Hartford N. Gunn Jr. (1927- January 2, 1986) was the founding President of the Public Broadcasting Service (PBS).

Early life
Gunn was born in 1927 in Port Washington, New York.

Career
In 1969 as manager of WGBH-TV, Gunn invited Fred Rogers to accompany him and testify before the Senate Subcommittee on Communications in support of the full funding of the Corporation for Public Broadcasting.

In 1970 he was chosen as the first president of the Public Broadcasting Service, at least in part due to his “widely acknowledged success in the 1960s at the Boston television station WGBH.”  At the time he started (after receiving an MBA at the Harvard Business School in 1951), WGBH was an FM radio station.  He helped it add the television station there and became the general manager. (Note: The LA Times reported he started in 1952, a year after he graduated)

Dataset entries
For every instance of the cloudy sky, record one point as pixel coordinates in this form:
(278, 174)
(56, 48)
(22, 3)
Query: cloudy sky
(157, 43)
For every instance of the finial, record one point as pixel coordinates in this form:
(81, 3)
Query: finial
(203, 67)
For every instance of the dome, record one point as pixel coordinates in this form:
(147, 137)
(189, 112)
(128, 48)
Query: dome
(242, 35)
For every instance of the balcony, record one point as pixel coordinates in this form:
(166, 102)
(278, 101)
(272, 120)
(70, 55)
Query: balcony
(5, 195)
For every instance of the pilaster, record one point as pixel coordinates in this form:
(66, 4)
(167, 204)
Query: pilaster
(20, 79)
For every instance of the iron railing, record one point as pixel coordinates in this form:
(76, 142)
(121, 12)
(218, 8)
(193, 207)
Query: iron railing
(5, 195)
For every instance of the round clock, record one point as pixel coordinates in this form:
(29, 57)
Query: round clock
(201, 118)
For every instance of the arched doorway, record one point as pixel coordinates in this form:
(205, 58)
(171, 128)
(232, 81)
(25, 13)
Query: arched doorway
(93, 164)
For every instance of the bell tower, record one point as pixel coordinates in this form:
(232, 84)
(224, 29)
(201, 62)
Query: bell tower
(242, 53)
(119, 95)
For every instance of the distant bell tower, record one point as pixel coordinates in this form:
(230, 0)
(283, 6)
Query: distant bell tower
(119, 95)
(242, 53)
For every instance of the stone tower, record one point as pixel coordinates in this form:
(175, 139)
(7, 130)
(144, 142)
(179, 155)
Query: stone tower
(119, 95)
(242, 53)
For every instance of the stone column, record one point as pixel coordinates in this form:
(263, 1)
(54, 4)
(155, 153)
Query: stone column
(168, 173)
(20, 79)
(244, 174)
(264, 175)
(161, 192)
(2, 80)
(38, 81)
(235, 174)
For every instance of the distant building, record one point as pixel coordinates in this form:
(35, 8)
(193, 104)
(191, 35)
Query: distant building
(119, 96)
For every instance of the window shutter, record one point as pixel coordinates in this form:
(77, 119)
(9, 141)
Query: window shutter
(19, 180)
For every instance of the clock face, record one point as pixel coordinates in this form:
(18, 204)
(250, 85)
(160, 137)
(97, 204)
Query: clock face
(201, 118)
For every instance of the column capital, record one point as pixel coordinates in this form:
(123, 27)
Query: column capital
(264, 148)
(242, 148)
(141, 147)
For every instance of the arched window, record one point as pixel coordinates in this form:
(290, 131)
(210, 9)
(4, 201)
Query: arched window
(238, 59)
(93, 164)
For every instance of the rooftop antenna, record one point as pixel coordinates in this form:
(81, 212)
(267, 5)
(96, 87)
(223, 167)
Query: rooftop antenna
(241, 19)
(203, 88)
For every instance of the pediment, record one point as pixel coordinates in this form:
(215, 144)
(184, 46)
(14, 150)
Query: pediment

Task set
1. Answer these questions from the biography of Hartford N. Gunn Jr.:
(a) In what town was Gunn born?
(b) In what year was he chosen as the first president of the Public Broadcasting Service?
(c) From which school did he receive his MBA?
2. Write out everything from "Hartford N. Gunn" down to "Washington, New York." in the biography of Hartford N. Gunn Jr., replacing "founding President" with "first president".
3. Write the next part of the biography of Hartford N. Gunn Jr., picking up after its final sentence.

Expected responses
1.
(a) Port Washington, New York
(b) 1970
(c) Harvard Business School

2.
Hartford N. Gunn Jr. (1927- January 2, 1986) was the first president of the Public Broadcasting Service (PBS).

Early life
Gunn was born in 1927 in Port Washington, New York.

3.
Gunn became vice-chairman of PBS in 1976.  He was general manager of KCET, (at the time it was the public TV station in Los Angeles) from 1979 until 1983. Before his death he worked as a public television consultant in Annapolis, Maryland where he had lived.

Death
On January 2, 1986, Gunn died of cancer at Massachusetts General Hospital at the age of 59. He was survived by his mother Edith Arnold Gunn of Glen Cove and his cousin Dr. Albert E. Gunn of Houston.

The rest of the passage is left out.